TASK OBJECTIVE –
A word-for-word copy of the entries below is required.

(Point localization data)
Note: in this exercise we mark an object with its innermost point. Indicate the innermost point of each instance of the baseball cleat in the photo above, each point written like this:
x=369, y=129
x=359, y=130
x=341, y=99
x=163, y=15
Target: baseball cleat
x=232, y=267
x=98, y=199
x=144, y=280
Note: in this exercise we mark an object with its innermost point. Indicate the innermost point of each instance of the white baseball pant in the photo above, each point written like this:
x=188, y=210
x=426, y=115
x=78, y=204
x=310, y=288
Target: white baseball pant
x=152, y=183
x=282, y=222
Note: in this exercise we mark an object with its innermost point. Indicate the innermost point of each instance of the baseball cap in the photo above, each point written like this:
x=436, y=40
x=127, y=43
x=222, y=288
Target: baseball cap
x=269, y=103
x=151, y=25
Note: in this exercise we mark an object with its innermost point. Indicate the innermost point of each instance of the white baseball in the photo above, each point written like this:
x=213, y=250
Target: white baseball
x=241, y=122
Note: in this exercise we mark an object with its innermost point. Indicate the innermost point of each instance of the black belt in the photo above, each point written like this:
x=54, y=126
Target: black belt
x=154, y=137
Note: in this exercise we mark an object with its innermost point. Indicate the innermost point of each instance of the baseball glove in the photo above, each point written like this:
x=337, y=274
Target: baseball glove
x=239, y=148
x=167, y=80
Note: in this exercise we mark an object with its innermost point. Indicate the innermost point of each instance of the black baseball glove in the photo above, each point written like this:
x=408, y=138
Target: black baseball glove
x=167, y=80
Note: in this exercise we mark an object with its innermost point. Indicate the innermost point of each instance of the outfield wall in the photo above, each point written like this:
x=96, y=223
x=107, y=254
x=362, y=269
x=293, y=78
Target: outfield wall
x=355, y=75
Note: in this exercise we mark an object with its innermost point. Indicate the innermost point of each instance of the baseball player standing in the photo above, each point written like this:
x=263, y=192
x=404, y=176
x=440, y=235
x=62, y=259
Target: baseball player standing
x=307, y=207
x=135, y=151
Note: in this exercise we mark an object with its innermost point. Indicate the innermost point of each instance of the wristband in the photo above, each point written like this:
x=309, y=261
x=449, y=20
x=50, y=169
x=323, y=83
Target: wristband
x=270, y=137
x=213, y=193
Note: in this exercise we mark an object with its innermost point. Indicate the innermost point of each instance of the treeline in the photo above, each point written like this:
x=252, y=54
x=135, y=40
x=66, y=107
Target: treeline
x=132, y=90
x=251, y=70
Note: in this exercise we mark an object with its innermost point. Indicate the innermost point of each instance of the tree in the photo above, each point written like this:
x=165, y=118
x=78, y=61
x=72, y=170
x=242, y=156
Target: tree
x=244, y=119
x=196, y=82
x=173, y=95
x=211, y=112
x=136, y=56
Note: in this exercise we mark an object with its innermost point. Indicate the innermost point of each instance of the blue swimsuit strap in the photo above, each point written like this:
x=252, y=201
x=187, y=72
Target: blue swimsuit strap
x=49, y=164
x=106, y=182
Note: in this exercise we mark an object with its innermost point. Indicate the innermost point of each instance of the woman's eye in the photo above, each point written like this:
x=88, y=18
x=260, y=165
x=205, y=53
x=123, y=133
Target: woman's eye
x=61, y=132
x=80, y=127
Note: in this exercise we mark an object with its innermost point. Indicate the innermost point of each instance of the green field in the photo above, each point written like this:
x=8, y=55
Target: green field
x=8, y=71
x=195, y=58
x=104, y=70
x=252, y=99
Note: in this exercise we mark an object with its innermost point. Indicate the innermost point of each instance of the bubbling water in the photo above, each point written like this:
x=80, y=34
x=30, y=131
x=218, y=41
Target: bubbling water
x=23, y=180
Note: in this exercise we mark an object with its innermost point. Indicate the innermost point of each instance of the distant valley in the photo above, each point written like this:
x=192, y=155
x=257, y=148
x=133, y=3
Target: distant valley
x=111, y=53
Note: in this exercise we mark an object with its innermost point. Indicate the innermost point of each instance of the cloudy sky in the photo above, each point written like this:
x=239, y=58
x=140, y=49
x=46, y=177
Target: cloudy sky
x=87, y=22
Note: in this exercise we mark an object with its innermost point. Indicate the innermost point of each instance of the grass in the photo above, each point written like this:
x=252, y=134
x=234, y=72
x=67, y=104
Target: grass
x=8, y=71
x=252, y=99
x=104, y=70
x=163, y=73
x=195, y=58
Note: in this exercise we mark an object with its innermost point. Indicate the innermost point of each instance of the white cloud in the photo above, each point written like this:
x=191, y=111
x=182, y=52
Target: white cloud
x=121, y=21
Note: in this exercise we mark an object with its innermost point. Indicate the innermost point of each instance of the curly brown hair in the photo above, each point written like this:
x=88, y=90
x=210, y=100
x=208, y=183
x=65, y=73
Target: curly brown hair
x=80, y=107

SOLVED EXERCISE –
Note: in this exercise we mark an object with its innermost point. Indicate the innermost point of each instance of the baseball cleat in the photo above, each point written like this:
x=369, y=129
x=359, y=130
x=341, y=99
x=163, y=15
Target: baseball cleat
x=232, y=267
x=98, y=199
x=144, y=280
Note: in this exercise we mark an object with its innermost point. Indicate the innermost point of each instance of the white baseball pant in the photo above, each point written like this:
x=188, y=210
x=426, y=115
x=78, y=204
x=310, y=288
Target: white baseball pant
x=152, y=183
x=282, y=222
Note: in this exercise we mark an object with its innermost point. Indicate the innermost point of each instance of the baseball cap in the photo above, each point written like this:
x=436, y=40
x=127, y=43
x=222, y=288
Target: baseball cap
x=269, y=103
x=151, y=25
Note: in this exercise we mark an object with its innermost point. Indicate the innermost point of each instance of the white baseball in the photo above, each point written like this:
x=213, y=250
Target: white baseball
x=241, y=122
Note: in this exercise we mark an object with its innermost point. Indicate the innermost point of each instance of the black belt in the photo above, each point written like this:
x=54, y=126
Target: black belt
x=154, y=137
Note: in this exercise we mark an object with its innermost point. Indicate the innermost point of each instance of the baseball glove in the photo above, each point written like this:
x=337, y=274
Target: baseball glove
x=239, y=148
x=167, y=80
Note: in this exercise we mark an object with its innermost point. Indicate the innermost point of each instance of the black baseball glove in the photo above, each point written like this:
x=408, y=138
Target: black baseball glove
x=167, y=80
Note: in this exercise we mark an object with its innermost point. Indicate the innermost point of each instance of the outfield wall in the photo above, each point written like this:
x=96, y=223
x=107, y=254
x=362, y=269
x=293, y=78
Target: outfield wall
x=355, y=75
Note: in this exercise we mark an object with its innermost point. Indicate the innermost point of each instance of the baseball player standing in the photo above, each point written like this:
x=263, y=192
x=404, y=176
x=440, y=235
x=62, y=259
Target: baseball player standing
x=307, y=207
x=135, y=151
Note: in this exercise we mark an object with its innermost point. Indicate the innermost point of each instance of the wristband in the photo above, each point written like this:
x=309, y=261
x=449, y=20
x=50, y=169
x=323, y=83
Target: wristband
x=270, y=137
x=213, y=193
Note: in this exercise we mark an object with its innermost point. Indicate the innermost point of each instance of the treeline in the photo above, each point written like this:
x=252, y=54
x=135, y=40
x=66, y=107
Target: treeline
x=132, y=90
x=251, y=70
Note: in this exercise we mark an object with its innermost point. Indicate the innermost point of each instance of the tree in the photo above, each point written like this:
x=165, y=118
x=78, y=61
x=72, y=170
x=242, y=156
Target: tree
x=244, y=119
x=196, y=82
x=173, y=95
x=211, y=112
x=136, y=56
Note: in this exercise we mark an object with its innermost point. Indicate the innermost point of each instance of the blue swimsuit strap in the photo above, each point written like this:
x=252, y=201
x=187, y=72
Target: blue swimsuit strap
x=49, y=164
x=106, y=182
Note: in this exercise we mark an object with its innermost point. Indicate the innermost point of each instance of the woman's eye in the photo above, each point written like this:
x=88, y=18
x=260, y=165
x=205, y=53
x=123, y=133
Target: woman's eye
x=61, y=132
x=80, y=127
Note: in this exercise we mark an object with its innermost point. Indicate the innermost point of each instance of the green field in the photo above, each point written like this:
x=8, y=55
Target: green field
x=8, y=71
x=195, y=58
x=104, y=70
x=252, y=99
Note: in this exercise we mark an object with its innermost point. Indicate the innermost point of each instance of the bubbling water in the photo above, each point written like this:
x=80, y=34
x=30, y=131
x=218, y=41
Target: bubbling water
x=23, y=180
Note: in this exercise we mark an object with its innermost point. Indicate the innermost point of each instance of the distant valley in the photo above, each point written like this:
x=192, y=155
x=257, y=148
x=133, y=3
Target: distant valley
x=111, y=53
Note: in this exercise we mark an object with its innermost point. Indicate the innermost point of each instance of the cloudy sky in the photo above, each point written like this:
x=239, y=58
x=140, y=49
x=46, y=177
Target: cloudy sky
x=87, y=22
Note: in this exercise we mark an object with its innermost point. Indicate the innermost point of each instance of the grass in the photo above, each point written like this:
x=252, y=134
x=234, y=72
x=67, y=104
Target: grass
x=8, y=71
x=252, y=99
x=104, y=70
x=163, y=73
x=195, y=58
Note: in this exercise we mark an object with its innermost point. Indicate the innermost point of each instance of the white cloud in the photo above, each point written like this:
x=191, y=111
x=182, y=52
Target: white cloud
x=121, y=21
Note: in this exercise we mark an object with its innermost point. Indicate the innermost point of each instance of the curly brown hair in the photo above, each point written like this:
x=88, y=90
x=210, y=100
x=208, y=183
x=65, y=73
Target: curly brown hair
x=80, y=107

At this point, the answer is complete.